Return every line of the data that contains the string "below".

(RECORDS PROVIDED)

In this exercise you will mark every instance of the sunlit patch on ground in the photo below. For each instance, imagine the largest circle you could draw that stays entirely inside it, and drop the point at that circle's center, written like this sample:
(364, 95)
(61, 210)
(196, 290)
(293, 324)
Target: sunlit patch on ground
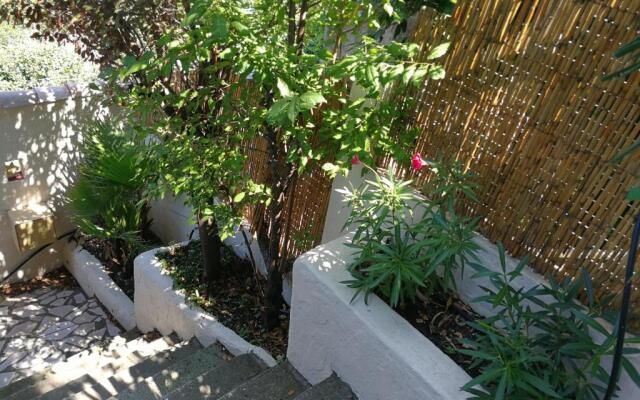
(46, 325)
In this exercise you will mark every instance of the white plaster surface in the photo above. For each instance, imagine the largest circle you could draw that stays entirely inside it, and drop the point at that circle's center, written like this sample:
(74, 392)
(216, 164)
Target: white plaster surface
(378, 353)
(159, 306)
(42, 128)
(95, 281)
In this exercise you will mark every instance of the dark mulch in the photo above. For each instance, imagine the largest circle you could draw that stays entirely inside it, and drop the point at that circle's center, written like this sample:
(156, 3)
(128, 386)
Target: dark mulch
(236, 301)
(60, 278)
(443, 319)
(113, 268)
(97, 248)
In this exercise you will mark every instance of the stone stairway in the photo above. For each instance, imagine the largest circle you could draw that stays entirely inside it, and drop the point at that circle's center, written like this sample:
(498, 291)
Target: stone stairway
(131, 367)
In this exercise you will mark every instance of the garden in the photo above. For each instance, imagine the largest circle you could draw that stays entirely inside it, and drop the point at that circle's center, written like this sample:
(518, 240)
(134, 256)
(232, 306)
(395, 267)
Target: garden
(415, 195)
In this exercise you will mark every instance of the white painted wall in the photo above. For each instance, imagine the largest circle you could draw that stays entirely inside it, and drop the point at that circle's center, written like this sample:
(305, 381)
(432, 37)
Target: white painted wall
(467, 288)
(41, 127)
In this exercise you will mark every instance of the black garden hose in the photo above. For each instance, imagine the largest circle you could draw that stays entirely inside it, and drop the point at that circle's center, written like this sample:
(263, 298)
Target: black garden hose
(35, 253)
(624, 311)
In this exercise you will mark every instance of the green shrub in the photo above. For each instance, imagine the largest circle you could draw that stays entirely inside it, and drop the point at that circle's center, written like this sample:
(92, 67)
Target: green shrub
(26, 63)
(109, 199)
(406, 242)
(535, 349)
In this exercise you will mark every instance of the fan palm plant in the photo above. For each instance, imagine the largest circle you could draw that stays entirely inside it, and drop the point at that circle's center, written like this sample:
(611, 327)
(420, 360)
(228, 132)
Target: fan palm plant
(109, 201)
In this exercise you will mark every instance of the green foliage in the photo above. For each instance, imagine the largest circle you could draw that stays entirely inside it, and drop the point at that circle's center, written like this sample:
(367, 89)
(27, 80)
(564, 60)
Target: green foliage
(406, 242)
(539, 344)
(632, 50)
(108, 201)
(26, 63)
(100, 31)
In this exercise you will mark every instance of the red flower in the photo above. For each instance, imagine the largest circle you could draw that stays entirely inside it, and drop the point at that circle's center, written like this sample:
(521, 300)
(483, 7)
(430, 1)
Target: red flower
(417, 162)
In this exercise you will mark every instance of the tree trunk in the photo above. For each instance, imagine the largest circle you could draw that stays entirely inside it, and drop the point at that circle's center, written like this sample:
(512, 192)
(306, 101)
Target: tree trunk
(211, 258)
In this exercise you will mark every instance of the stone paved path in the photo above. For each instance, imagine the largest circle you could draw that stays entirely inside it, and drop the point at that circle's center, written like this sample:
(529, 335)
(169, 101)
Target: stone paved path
(40, 328)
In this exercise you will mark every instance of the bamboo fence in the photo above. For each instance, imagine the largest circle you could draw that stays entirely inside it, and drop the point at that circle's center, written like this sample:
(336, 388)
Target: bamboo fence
(524, 108)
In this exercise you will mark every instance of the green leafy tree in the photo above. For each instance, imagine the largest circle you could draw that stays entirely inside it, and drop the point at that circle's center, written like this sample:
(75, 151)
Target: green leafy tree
(26, 63)
(278, 71)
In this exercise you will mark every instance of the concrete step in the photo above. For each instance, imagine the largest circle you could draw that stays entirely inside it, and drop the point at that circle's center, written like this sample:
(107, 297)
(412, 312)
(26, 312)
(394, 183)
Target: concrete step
(119, 375)
(175, 376)
(281, 382)
(97, 355)
(217, 382)
(331, 388)
(108, 360)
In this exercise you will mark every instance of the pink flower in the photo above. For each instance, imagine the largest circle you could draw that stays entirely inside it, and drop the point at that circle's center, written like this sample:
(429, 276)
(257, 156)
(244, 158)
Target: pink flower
(417, 162)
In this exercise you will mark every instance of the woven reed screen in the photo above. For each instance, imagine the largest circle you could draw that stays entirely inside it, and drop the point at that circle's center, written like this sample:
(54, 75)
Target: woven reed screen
(311, 194)
(524, 108)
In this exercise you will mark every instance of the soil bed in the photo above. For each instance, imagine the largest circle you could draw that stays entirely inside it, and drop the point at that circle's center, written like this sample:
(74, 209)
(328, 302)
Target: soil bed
(236, 301)
(443, 319)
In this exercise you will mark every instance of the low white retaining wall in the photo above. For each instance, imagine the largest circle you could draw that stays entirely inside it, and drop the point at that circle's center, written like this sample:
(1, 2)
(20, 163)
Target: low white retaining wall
(173, 222)
(373, 349)
(95, 281)
(159, 306)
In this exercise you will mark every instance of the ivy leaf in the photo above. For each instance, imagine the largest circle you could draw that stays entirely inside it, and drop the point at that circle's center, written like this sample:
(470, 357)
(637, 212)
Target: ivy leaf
(439, 51)
(634, 194)
(309, 100)
(239, 197)
(283, 88)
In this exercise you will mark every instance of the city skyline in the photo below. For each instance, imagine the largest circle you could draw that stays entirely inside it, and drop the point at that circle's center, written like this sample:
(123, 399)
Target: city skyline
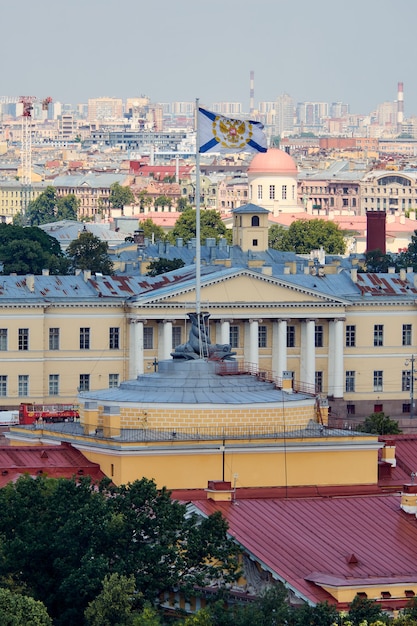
(177, 51)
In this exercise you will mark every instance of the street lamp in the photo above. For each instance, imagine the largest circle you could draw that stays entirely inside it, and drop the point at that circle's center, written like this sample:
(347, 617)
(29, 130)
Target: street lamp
(411, 361)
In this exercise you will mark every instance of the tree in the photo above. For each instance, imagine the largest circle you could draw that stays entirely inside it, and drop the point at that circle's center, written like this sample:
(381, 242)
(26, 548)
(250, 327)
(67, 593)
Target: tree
(42, 209)
(120, 196)
(211, 225)
(20, 610)
(183, 204)
(304, 236)
(362, 609)
(152, 231)
(277, 236)
(67, 207)
(113, 605)
(379, 424)
(90, 253)
(29, 251)
(61, 539)
(161, 266)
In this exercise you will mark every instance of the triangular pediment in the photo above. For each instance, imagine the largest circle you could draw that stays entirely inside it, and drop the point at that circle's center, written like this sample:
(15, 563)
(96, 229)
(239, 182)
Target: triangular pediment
(245, 287)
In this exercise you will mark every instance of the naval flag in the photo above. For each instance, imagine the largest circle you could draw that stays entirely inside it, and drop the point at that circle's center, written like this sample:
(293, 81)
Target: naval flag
(223, 134)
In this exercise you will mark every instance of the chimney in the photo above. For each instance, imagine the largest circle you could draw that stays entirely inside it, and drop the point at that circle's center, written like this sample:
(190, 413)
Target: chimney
(409, 499)
(376, 231)
(30, 282)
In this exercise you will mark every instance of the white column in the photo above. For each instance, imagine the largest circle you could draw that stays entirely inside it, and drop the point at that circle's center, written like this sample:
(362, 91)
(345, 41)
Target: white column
(136, 349)
(251, 343)
(279, 347)
(335, 361)
(164, 340)
(308, 353)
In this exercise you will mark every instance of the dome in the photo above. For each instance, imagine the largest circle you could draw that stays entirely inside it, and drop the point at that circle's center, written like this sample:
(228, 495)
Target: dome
(274, 161)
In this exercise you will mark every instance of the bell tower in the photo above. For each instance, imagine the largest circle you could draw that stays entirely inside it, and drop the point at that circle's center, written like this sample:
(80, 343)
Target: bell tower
(250, 228)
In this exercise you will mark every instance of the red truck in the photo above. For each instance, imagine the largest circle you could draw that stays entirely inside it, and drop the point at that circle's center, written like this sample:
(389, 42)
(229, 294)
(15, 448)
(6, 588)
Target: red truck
(30, 413)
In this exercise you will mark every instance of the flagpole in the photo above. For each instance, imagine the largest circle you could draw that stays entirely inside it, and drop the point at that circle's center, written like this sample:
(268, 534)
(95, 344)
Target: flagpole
(197, 216)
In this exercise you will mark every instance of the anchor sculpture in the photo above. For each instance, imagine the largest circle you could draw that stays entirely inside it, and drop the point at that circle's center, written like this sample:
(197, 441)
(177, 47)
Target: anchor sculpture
(199, 345)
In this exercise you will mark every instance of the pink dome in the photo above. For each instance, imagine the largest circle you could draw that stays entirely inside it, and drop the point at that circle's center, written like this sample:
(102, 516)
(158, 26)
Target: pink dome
(274, 161)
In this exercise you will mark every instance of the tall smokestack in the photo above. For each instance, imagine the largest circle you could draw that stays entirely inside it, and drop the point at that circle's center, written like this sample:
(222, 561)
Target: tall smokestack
(400, 106)
(252, 92)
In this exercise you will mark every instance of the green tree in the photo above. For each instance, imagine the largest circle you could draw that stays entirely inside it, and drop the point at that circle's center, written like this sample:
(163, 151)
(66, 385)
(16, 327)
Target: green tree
(20, 610)
(304, 236)
(183, 204)
(67, 207)
(211, 225)
(379, 424)
(42, 209)
(90, 253)
(120, 196)
(362, 609)
(150, 228)
(161, 266)
(29, 251)
(61, 538)
(113, 605)
(277, 237)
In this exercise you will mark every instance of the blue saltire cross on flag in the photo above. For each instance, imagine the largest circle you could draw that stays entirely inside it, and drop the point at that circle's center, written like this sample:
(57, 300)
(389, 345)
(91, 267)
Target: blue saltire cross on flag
(223, 134)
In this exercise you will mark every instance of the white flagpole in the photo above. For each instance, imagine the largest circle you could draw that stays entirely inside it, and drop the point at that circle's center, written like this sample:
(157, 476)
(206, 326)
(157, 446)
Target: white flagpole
(197, 216)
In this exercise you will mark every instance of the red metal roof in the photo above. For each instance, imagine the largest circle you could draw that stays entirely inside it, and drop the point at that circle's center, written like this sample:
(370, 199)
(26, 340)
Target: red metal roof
(308, 539)
(61, 461)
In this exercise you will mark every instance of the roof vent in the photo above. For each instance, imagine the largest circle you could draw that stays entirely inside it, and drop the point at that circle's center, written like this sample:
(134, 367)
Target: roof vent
(352, 559)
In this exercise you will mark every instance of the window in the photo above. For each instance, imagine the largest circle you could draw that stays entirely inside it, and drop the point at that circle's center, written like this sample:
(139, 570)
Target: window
(23, 385)
(378, 335)
(290, 336)
(350, 336)
(23, 339)
(54, 338)
(318, 336)
(405, 380)
(262, 337)
(350, 381)
(84, 338)
(84, 382)
(234, 336)
(406, 334)
(113, 380)
(3, 339)
(54, 384)
(176, 336)
(148, 338)
(114, 334)
(378, 380)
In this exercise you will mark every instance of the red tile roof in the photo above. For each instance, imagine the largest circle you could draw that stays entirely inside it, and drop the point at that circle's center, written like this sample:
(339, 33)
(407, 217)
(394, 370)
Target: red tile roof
(61, 461)
(307, 540)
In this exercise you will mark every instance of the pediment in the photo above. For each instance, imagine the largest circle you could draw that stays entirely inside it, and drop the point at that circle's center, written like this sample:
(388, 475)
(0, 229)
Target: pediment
(244, 288)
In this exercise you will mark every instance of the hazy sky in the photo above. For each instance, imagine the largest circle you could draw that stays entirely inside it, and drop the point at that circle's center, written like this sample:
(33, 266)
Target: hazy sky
(354, 51)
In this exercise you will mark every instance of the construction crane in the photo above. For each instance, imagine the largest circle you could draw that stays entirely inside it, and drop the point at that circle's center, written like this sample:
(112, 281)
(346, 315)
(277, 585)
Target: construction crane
(26, 150)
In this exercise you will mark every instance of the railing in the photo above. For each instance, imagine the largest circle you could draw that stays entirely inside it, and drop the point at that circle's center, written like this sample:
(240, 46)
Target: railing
(235, 368)
(204, 434)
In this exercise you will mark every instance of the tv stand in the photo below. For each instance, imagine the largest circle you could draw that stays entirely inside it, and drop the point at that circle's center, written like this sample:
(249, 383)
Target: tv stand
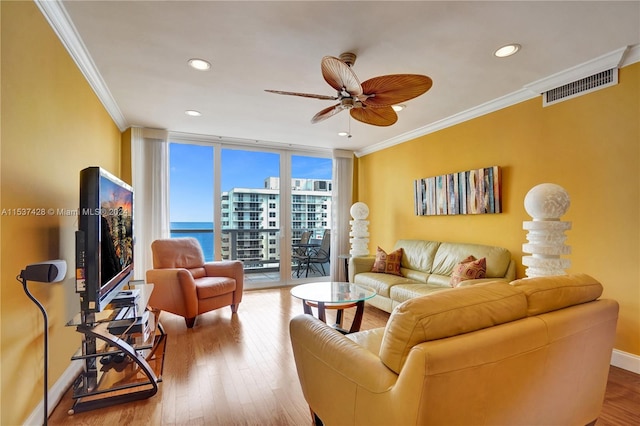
(123, 352)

(End RECORDS PROVIDED)

▸ **RESPONSE TO THE EXERCISE**
In this exercise you will mark every instance of the sunlit patch on ground in the photo below. For each instance, imagine the largest circle you could draw that stays entirely inside it, and drop the point at that circle's center, written like this sample:
In this exercise you will mark every instance of the city skyline in the photo below. For each instance, imagine the largest circle you could draw that stays entirely inside it, and drop the point at that circle's center, written like this sample:
In this exercise you will mark every instance of the tv stand in the photo below. For each instance, imagine the largest circle you could draw that stays entirely inside it, and drop the point at that circle's center, written like this sample:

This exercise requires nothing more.